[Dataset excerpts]
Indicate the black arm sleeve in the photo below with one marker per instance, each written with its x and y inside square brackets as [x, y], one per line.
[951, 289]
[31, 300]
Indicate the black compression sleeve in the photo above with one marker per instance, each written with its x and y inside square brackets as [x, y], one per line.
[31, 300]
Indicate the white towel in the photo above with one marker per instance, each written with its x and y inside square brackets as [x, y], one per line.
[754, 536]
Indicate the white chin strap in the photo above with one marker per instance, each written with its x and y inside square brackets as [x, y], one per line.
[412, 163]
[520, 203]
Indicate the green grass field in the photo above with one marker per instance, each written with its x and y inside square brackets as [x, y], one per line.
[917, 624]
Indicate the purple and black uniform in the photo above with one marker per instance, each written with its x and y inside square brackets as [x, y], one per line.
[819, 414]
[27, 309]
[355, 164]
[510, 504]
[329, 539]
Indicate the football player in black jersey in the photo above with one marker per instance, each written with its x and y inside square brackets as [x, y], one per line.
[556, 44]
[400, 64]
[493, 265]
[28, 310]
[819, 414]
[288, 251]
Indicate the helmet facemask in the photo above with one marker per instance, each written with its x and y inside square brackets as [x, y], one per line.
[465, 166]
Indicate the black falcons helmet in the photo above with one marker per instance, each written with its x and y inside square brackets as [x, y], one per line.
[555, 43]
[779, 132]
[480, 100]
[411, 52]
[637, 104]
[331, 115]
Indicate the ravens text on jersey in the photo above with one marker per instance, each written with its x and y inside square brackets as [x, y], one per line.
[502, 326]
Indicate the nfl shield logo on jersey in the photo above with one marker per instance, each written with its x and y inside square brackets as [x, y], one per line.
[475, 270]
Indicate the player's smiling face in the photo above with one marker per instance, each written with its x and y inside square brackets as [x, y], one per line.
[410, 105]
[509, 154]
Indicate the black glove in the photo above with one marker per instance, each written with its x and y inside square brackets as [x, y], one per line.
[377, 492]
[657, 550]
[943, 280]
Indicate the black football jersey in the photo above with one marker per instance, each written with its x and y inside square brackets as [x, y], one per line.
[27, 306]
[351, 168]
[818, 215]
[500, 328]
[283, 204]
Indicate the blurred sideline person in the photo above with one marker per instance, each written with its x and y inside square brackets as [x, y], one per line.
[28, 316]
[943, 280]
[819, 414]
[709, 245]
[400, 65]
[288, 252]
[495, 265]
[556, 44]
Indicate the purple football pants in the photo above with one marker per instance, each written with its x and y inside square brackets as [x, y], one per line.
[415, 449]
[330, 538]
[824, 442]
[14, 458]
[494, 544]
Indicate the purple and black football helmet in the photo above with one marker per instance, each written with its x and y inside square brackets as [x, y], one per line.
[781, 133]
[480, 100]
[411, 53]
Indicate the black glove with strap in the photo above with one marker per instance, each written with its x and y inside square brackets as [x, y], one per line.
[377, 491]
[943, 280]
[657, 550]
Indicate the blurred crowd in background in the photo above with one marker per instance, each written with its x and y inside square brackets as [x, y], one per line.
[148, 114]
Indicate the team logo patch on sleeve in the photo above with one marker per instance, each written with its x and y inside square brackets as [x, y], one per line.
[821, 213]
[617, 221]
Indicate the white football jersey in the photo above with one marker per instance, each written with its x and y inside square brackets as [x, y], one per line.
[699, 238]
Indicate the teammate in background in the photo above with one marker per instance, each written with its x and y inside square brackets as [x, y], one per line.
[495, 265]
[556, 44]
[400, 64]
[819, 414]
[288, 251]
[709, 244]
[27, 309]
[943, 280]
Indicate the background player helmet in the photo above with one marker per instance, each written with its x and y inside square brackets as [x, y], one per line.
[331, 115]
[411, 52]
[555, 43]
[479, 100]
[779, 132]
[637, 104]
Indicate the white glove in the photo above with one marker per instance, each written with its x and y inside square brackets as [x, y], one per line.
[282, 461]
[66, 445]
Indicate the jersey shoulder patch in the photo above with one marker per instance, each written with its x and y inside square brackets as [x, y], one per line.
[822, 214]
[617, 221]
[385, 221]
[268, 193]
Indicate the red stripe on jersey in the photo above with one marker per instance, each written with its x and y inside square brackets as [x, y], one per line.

» INSTRUCTIONS FOR THE TASK
Repeat the data precisely, line by line.

» RESULT OF THIS EXERCISE
Indicate the black arm sleeve in the photo below with one marker per instance, each written with its x and y inside square brackets as [x, y], one per line.
[951, 289]
[31, 300]
Indicate the black compression sleeve in the photo above with one marker per instance, each written with its x and y inside square brackets as [x, y], one per line.
[31, 300]
Indicate the white towel in the photo above with one marker per instance, each written with its x and y inside square brackets as [x, y], one per line.
[754, 536]
Indicate the white chin strap in the photo above with one marker per instance, each written with its x and y inside square brackets as [x, y], one per line.
[412, 163]
[520, 203]
Indicate the green grass field in the photo above with one marker per instance, each written with its x and y inside square brackets as [x, y], one per line.
[917, 624]
Indicate the purple and black uniform in the photo above with one marker per instance, each written with its x and y inside square brackets as [x, y], one per line.
[819, 414]
[27, 309]
[355, 164]
[510, 504]
[329, 539]
Indicate the football player in black jersey in the photo above with one marker per instance, each written with its x and y inside square brackets as [x, y], one per line.
[556, 44]
[400, 64]
[493, 265]
[28, 310]
[819, 414]
[288, 251]
Indicate the helmet facemask in the photo above with one marker per instance, each written with its x and y inside square brackets as [x, y], one per line.
[465, 166]
Indicate the black falcons helmet in the photo above with one marker per instance, each written with its x and y inside square brackets as [x, y], one per line.
[555, 43]
[779, 132]
[480, 100]
[411, 52]
[637, 104]
[331, 115]
Indicate the ravens text on jersey in the photo above with one marker per instance, each written with its x and y inside square brackets as [x, y], one per line.
[502, 326]
Indicate the nfl shield logo on jersey in the photo above with one marker per instance, each written with its x and y inside square brackets as [x, y], one per line.
[475, 270]
Indicate the player's smiling face in the photo above with one marker per instance, each written with its x and y inside square brackets as [x, y], one per line.
[410, 105]
[509, 154]
Indicate the black glove in the photo above with one marker per instance, each written with its x and y inside square brackets as [x, y], one per line.
[377, 492]
[657, 550]
[943, 280]
Indicate the black football jersey in the photo above with one marker per instance, each written with its x and y inside square brackets as [x, y], one per line.
[27, 306]
[351, 168]
[818, 215]
[500, 328]
[283, 204]
Indicate the blurred sideline person in the photo above with one marker per instance, each written with its x and y inside square brackets as [x, y], one per line.
[28, 316]
[943, 280]
[819, 414]
[709, 245]
[400, 65]
[288, 252]
[495, 265]
[556, 44]
Indicate the purple football pants in the photo above with one marker per instance, each written with its x and y inside square brackets as [x, y], one per line.
[415, 449]
[330, 538]
[824, 442]
[14, 458]
[494, 544]
Indicate the purple and black football helmet in the photo above with one marker per instance, each written with its x and y inside square brackets as [x, y], one per line.
[781, 133]
[480, 100]
[411, 53]
Indicate the black glove with strap in the photo above with one marker per instance, each written with its x and y inside square brackets as [x, y], one per line.
[377, 491]
[943, 280]
[657, 550]
Indicate the blurred crowd in background in the photo above with one marker per instance, each written with its x and y inside square brackets as [x, y], one per line.
[148, 114]
Indicate the team logo patch on sleeve in the photo above with one marker per instance, each written with its x and y inside square brackets as [x, y], one per line.
[821, 213]
[617, 221]
Indicate the white football jersey in the photo above with one marker per instance, each written with its x and y inside square brackets as [x, y], one per line.
[699, 238]
Indicate the teammate in background in the photo above with one marker per instance, each written with its x and y inside square brackets as [x, y], one per line.
[495, 265]
[556, 44]
[400, 64]
[819, 414]
[288, 251]
[709, 244]
[27, 309]
[943, 280]
Indicate the background player helmet in the photo above with one marker per instance, each written with its x and y inside square brackets as [x, y], one per line.
[331, 115]
[411, 52]
[555, 43]
[479, 100]
[779, 132]
[637, 104]
Indicate the white glove in the photo above with one marker per instance, each written with its x and y inside square brackets as [x, y], one per line.
[282, 461]
[66, 445]
Indicate the jersey shoulder patch in the photo above with one marker per instance, each written with its x and y inside square brackets as [x, y], one per line.
[822, 214]
[617, 221]
[385, 221]
[268, 193]
Indicate the red stripe on jersey in the photo above with one marker per instance, each written with its x and y inside square brackets as [x, y], one per line.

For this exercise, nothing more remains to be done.